COMPITO 1 |
In base al testo citato qui sotto, risponda alle domande seguenti:
(a) Quante volte Silvio riprende il cammino della missione?
(b) In quale diocesi nasce Silvio?
(c) Chi accoglie Silvio in noviziato?

TESTO CITATO |
----
Per tre volte ne è coinvolto

e sballottato. Tre volte riprende

il cammino della missione, modestamente, caparbiamente, silenziosamente.

Come fosse l’unica cosa

che gli riesce congeniale.

Alla fine, viene

crudelmente ucciso

da eventi più grandi di lui.

 

 

Nato nella diocesi di Vicenza, frequenta il seminario diocesano fino all’inizio della primo corso di teologia. Manifestata la sua intenzione di farsi missionario, è incoraggiato dal vescovo (mons. Rodolfi) e dal rettore del seminario. Ha però uno scrupolo, che gli fa ritardare la domanda e l’ingresso: deve lasciare la mamma con una sola sorella. La mamma, però, dichiara generosamente per iscritto la sua disponibilità a lasciar partire il figlio: «Non mi aspetto nulla né da lui né dall’Istituto. La volontà di Dio va sempre fatta». Così, il 3 dicembre 1934, a 22 anni, Silvio entra nel noviziato di Venegono Superiore (Varese). Ha una lettera di presentazione firmata dall’ex superiore generale dei Comboniani. p. Federico Vianello; ad accoglierlo in noviziato, un altro ex superiore generale: p. Paolo Meroni.
----
DATI DEL COMPITO |
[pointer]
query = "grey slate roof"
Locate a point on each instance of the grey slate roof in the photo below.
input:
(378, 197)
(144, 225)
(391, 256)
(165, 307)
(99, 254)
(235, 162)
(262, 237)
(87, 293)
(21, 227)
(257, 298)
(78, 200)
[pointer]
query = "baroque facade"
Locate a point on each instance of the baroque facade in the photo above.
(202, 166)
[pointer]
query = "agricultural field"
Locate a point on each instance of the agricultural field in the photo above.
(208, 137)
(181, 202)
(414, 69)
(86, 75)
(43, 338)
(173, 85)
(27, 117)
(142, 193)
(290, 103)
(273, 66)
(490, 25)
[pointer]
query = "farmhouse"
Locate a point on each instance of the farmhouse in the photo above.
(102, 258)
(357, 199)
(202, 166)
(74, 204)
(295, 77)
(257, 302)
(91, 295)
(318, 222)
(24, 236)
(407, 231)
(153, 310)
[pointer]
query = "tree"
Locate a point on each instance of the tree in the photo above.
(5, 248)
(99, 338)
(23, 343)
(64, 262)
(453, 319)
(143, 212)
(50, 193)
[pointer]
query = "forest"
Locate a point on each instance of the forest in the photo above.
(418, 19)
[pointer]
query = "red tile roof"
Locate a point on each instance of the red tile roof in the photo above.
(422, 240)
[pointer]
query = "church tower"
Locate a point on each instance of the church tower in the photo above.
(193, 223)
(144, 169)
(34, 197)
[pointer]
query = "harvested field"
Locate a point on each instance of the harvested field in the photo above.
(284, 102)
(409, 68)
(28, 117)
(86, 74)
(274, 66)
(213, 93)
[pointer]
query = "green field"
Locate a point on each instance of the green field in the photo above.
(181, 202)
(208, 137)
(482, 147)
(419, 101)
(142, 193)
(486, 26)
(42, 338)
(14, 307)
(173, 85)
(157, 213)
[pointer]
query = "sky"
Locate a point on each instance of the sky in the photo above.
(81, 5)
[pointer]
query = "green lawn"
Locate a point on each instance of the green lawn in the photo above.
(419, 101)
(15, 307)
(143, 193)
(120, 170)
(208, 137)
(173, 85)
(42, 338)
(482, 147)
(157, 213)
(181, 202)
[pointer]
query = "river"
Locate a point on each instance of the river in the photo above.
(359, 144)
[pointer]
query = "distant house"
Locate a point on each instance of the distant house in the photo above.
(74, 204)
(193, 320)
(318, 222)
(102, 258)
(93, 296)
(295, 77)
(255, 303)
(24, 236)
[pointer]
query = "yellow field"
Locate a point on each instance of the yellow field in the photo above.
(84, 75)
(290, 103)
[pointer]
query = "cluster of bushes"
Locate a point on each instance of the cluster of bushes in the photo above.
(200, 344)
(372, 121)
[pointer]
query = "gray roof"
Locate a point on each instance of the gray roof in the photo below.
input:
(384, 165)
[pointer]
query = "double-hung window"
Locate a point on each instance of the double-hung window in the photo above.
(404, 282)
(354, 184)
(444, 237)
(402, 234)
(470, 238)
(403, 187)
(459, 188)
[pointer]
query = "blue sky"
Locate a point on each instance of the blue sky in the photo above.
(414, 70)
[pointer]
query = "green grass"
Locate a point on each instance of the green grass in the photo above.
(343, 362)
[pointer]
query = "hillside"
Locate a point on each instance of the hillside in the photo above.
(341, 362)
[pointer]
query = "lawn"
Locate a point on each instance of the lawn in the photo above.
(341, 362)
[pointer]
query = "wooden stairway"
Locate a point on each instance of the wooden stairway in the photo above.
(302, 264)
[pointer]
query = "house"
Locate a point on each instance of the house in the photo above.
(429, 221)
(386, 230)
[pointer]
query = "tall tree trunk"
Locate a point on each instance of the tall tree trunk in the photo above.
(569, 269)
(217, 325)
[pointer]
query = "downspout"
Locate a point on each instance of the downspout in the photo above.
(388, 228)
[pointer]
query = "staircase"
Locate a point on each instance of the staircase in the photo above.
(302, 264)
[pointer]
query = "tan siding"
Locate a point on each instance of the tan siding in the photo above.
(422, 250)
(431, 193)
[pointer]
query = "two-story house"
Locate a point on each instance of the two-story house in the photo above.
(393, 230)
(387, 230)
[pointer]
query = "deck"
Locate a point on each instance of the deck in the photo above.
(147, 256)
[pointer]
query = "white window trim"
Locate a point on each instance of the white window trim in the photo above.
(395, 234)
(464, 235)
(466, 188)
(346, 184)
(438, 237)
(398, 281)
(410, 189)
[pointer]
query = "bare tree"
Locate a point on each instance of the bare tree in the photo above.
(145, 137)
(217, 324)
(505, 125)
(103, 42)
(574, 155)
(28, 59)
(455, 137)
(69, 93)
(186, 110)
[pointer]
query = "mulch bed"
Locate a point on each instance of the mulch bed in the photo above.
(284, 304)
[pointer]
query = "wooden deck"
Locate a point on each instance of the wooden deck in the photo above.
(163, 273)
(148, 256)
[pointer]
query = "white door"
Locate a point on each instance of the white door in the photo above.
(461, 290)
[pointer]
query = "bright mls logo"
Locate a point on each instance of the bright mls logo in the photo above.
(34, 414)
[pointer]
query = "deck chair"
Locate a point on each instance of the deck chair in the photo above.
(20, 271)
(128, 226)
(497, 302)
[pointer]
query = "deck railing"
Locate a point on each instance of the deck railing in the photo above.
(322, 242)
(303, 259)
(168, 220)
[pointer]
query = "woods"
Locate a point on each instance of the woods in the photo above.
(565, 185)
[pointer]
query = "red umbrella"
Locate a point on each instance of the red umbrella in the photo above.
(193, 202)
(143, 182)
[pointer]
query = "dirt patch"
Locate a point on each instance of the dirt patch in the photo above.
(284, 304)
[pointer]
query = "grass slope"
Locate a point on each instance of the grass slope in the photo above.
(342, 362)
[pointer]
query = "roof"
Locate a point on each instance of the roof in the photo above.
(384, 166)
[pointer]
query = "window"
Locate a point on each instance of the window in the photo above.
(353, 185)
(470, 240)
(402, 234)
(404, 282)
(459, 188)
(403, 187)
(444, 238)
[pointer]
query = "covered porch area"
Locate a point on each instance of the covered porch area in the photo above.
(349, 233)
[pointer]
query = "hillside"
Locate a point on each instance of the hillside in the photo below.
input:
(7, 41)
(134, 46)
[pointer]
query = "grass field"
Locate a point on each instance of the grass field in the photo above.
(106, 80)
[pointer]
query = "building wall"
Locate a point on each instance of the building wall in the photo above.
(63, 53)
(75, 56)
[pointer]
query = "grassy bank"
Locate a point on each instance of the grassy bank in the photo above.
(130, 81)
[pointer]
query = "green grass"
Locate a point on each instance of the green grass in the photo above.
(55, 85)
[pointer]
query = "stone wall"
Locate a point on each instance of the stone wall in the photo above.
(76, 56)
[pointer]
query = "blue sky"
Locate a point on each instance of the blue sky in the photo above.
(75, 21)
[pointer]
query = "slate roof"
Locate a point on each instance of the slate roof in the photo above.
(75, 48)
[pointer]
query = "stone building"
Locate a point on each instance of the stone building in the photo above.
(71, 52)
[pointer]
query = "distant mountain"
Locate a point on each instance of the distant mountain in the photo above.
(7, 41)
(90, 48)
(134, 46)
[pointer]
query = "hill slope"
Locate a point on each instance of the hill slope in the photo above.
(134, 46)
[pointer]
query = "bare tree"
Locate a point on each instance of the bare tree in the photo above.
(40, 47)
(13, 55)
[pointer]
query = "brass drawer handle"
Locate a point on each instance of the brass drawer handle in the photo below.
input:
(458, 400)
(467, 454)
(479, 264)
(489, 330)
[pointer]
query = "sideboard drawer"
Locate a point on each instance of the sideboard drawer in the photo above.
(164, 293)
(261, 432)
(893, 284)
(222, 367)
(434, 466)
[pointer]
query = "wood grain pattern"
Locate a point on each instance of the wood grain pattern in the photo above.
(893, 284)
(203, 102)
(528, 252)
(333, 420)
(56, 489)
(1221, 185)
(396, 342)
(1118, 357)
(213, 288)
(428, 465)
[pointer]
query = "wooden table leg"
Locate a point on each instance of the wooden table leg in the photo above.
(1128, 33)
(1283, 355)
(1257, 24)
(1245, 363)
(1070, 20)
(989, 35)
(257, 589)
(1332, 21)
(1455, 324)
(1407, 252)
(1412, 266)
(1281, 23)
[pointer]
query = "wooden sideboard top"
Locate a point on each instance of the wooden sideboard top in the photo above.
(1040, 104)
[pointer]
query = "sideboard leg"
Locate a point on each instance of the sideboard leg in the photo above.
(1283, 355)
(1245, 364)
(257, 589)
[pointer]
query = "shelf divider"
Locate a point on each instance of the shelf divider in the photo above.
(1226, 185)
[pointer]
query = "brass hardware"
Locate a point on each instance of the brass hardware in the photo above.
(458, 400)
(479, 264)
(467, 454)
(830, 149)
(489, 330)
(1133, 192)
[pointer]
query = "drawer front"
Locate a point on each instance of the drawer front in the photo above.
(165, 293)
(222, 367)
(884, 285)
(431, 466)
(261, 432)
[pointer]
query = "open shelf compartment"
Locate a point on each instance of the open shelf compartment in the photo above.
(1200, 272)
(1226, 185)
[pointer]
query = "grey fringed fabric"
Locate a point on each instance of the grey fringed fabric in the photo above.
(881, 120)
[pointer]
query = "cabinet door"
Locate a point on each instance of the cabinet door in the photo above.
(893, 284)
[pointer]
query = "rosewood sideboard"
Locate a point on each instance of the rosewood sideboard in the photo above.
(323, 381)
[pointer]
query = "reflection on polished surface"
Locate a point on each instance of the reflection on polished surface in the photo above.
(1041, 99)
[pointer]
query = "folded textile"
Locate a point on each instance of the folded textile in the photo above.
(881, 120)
----
COMPITO 2 |
Conti le righe dei dati sopra, escluso il testo citato, che contengono la stringa "fabric", e indichi soltanto il numero.

RISULTATO 1 |
(a) Tre volte.
(b) Nella diocesi di Vicenza.
(c) P. Paolo Meroni, ex superiore generale.

RISULTATO 2 |
2